## [RECORD EXTRACTS]
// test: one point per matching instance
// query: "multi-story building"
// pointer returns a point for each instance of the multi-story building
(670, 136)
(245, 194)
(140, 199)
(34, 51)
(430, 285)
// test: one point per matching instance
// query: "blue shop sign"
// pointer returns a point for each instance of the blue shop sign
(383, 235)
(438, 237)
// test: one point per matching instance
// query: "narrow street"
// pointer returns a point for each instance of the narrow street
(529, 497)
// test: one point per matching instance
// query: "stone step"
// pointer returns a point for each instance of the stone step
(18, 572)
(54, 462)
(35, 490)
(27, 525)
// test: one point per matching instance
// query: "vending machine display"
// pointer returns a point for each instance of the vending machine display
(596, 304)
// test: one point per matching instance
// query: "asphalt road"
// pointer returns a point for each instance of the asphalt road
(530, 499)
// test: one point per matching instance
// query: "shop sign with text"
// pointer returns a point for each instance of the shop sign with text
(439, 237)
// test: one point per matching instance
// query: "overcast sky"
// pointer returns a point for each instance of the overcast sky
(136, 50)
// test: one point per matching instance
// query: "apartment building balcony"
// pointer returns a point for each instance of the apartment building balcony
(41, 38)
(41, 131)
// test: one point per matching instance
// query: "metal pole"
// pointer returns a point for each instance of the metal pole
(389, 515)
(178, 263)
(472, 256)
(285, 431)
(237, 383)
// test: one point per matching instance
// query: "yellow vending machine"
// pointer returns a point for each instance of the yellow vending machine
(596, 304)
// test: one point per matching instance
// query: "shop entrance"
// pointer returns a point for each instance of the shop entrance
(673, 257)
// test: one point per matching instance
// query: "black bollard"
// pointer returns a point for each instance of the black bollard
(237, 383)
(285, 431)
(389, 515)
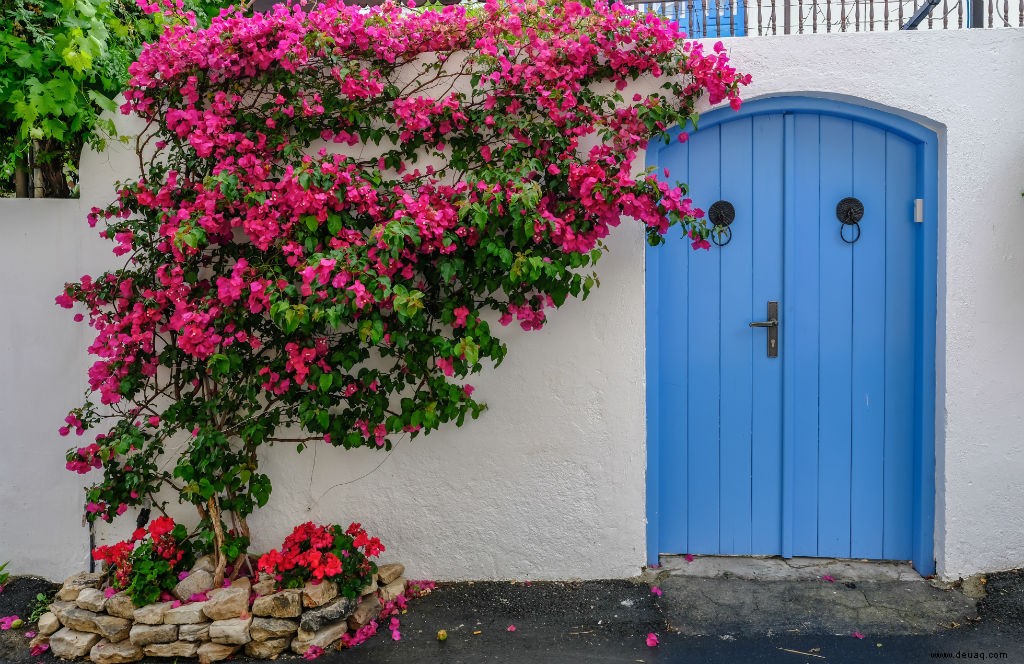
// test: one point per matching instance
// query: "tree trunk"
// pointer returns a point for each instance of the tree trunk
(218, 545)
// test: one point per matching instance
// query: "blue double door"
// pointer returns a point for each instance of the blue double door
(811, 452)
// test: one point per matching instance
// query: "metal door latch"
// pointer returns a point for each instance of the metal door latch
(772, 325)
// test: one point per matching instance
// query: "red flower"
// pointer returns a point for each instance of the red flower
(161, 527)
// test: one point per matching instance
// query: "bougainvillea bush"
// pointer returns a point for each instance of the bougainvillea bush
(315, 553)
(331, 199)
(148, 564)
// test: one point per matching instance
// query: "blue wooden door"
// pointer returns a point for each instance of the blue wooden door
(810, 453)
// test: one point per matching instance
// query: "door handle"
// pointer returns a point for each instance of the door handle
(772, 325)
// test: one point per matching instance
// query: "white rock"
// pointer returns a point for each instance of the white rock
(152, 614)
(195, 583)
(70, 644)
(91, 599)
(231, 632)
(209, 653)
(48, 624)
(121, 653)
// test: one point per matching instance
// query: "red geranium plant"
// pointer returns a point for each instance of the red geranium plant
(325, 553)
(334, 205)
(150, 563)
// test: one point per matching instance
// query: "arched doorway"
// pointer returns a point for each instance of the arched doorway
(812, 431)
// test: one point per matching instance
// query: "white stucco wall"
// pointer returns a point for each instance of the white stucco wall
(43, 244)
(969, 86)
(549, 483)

## [PROBLEM]
Write the entries above out in full, exactly, with no images.

## [RESPONSE TO THIS EXERCISE]
// test: one point per matching instance
// query: "multi-story building"
// pointer returns a point for each instance of the multi-story building
(670, 136)
(245, 194)
(140, 199)
(34, 51)
(430, 285)
// test: one point per matching instance
// query: "blue shop sign"
// pointer returns a point for each instance of the blue shop sign
(383, 235)
(438, 237)
// test: one point per matching instance
// query: "narrow street"
// pointer returns a point for each instance of the narrow street
(529, 497)
// test: one point per matching instance
// query: "stone step"
// pointer returns a point for each instance of the stone step
(18, 572)
(54, 462)
(35, 490)
(27, 525)
// test: one point per matching instance
// query: "vending machine display"
// pointer returns a point for each instance of the vending machine display
(596, 304)
// test: one point per matching instance
// query: "asphalt road"
// pointer returns a point for each instance of the asphalt road
(530, 499)
// test: one point per matching instance
// query: "shop sign with text"
// pointer returns a point for each instance of the shop sign with text
(439, 237)
// test: one point per matching instance
// query: "overcast sky"
// pointer returns a point for each instance of the overcast sky
(136, 50)
// test: one point per matching instance
// query: "apartment building balcony"
// pointer returns a point for each instance of the apartment building balcony
(41, 38)
(41, 131)
// test: one point per matching instance
// query: "metal pole"
// pointer returns a point for each instance of the metal pole
(389, 515)
(178, 263)
(472, 256)
(285, 431)
(237, 383)
// test: one point per matching instance
// query: "yellow vending machine"
// pointer returns a point for each instance of the yellow vending machine
(596, 304)
// test: one point per matching instance
// query: "shop entrance"
// pointer returns a point for each instance of the shop entrance
(673, 257)
// test: one point per matching instance
// query: "black bollard"
// pointer returns a point for each instance of the black bollard
(237, 383)
(285, 431)
(389, 515)
// test: one point per matching instance
// query: "tree trunk"
// pointer returns a point for each instance of the tree trunk
(218, 545)
// test: one point per matching instance
// query: "blue double door"
// pointer returns a point for each instance of the blue double door
(811, 452)
// test: one point per matching instance
// query: "metal door latch"
// pointer returns a point for each instance of the metal door latch
(772, 325)
// test: one point per matching instance
// query: "red flower"
// pointer returns a point for each instance of the red flower
(161, 527)
// test: one point per matching instance
// query: "bougainvillea bush"
// pointer returns a point for each instance of the bougainvillea bush
(315, 553)
(331, 199)
(148, 564)
// test: one point per matching instance
// query: "blue wooden door"
// pointer returns a point for each instance of the blue wooden door
(810, 453)
// test: one point per matching instance
// query: "door handle"
// pointer returns a point for each instance of the door handle
(772, 325)
// test: one point per matching instance
// query: "white rock"
// pointer returns a point for each instance of the white rock
(152, 614)
(195, 583)
(70, 644)
(91, 599)
(231, 632)
(209, 653)
(48, 624)
(121, 653)
// test: one point per matching instance
// query: "red geranium plant"
// pointer returns a point for each instance of the red geranium plant
(325, 553)
(334, 205)
(150, 563)
// test: one point per matching instance
// query: "arched doorway"
// pointer returns a point for each instance of the arched doorway
(812, 431)
// test: one point per matching instance
// query: "white stucco wall"
// pointer returns a point for each instance of the white stucco wall
(43, 244)
(969, 86)
(549, 483)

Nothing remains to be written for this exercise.